# Brief
Retype each entry below, keeping every character the same.

# Exercise data

====

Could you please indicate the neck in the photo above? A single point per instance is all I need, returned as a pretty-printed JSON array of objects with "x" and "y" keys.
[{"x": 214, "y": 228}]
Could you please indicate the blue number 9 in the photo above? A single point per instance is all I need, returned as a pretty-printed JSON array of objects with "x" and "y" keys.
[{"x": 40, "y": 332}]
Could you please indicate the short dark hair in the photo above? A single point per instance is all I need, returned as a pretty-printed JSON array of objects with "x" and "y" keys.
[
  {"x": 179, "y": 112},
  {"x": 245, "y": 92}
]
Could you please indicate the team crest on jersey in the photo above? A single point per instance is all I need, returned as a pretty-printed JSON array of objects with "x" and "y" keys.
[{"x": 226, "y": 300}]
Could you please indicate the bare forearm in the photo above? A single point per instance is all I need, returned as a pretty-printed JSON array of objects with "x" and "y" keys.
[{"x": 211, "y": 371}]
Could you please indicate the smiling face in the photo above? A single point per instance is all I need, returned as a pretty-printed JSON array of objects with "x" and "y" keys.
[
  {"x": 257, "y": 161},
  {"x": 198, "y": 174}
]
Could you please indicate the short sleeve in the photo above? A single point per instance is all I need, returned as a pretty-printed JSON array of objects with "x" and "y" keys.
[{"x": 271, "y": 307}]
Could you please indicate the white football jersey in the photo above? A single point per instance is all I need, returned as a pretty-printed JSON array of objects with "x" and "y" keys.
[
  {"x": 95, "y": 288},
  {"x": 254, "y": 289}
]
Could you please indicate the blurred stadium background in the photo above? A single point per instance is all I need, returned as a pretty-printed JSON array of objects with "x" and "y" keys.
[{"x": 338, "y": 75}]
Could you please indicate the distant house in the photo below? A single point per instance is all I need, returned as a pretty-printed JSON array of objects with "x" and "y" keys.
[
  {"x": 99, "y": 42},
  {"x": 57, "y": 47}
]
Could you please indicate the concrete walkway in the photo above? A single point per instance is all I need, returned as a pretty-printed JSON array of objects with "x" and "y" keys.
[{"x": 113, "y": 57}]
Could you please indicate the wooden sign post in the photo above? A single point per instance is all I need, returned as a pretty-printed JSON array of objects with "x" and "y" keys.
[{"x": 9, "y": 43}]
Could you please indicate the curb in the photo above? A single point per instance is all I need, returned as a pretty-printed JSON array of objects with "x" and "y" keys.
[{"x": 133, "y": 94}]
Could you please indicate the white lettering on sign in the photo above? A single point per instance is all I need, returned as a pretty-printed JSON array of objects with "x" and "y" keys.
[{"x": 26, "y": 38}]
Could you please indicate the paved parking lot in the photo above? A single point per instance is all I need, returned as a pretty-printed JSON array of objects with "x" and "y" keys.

====

# Worked solution
Could you please indicate the neck in the photo above? A single point per instance is all I need, returned as a pretty-printed JSON array of objects with "x" and "y" keys.
[{"x": 214, "y": 228}]
Could you please indicate the blue number 9 in the photo above? A single point per instance is all I need, returned as a pretty-printed JSON array of objects with "x" and "y" keys.
[{"x": 40, "y": 332}]
Could you please indicate the short dark hair in the photo above? A single point per instance is all I need, returned as a pretty-printed JSON array of objects with "x" and "y" keys.
[
  {"x": 179, "y": 112},
  {"x": 245, "y": 92}
]
Could you please indicate the team crest on jersey in the photo above? A single point per instance is all I need, returned as a pretty-printed JSON array of objects with "x" and "y" keys.
[{"x": 226, "y": 300}]
Could you please indicate the bare forearm in the photo above? A single point per instance is all I need, returned as a pretty-printed JSON array of objects with "x" and "y" keys.
[{"x": 211, "y": 371}]
Could you please indicate the smiling face in the photo above? A single point per instance is all I need, returned as a pretty-printed JSON array of objects with "x" and "y" keys.
[
  {"x": 257, "y": 161},
  {"x": 198, "y": 174}
]
Could you please indicate the short sleeve in the photo above? A single point per instance is all I need, returned as a pretty-printed JSON array of objects with "x" and "y" keys.
[{"x": 271, "y": 307}]
Could you please indicate the white football jersey in the photo above? A single point per instance is all I need, returned as a pretty-printed JSON array of objects with "x" and "y" keys.
[
  {"x": 95, "y": 288},
  {"x": 254, "y": 289}
]
Could you please indicate the blurred stadium background in the photo above? A single point per instance is all I need, returned as a pretty-printed JSON array of objects with "x" and "y" keys.
[{"x": 338, "y": 75}]
Could you please indicate the distant house in the photo below? A single point per instance is all I need, returned as a pretty-printed JSON array of objects with "x" and "y" keys.
[
  {"x": 99, "y": 42},
  {"x": 57, "y": 47}
]
Could you please indicate the concrete walkway in the photo above? A single point per instance is all I need, returned as a pretty-printed JSON array of objects with "x" and "y" keys.
[{"x": 113, "y": 57}]
Could you please indicate the wooden sign post in the photo above? A single point per instance is all I need, returned as a pretty-printed JSON array of objects with "x" and "y" keys.
[{"x": 9, "y": 43}]
Could you please indicate the curb in the photo above? A single point per instance is all I need, returned as a pretty-printed JSON array of objects with "x" and "y" keys.
[{"x": 133, "y": 94}]
Could you please indicate the white lettering on sign in the photo above? A single point per instance is all I need, returned as a pretty-printed JSON array of objects with "x" and "y" keys.
[{"x": 26, "y": 38}]
Could you please indicate the paved parking lot in the photo above? A single point per instance is all I need, returned as a pretty-printed JSON array of objects with "x" and "y" keys.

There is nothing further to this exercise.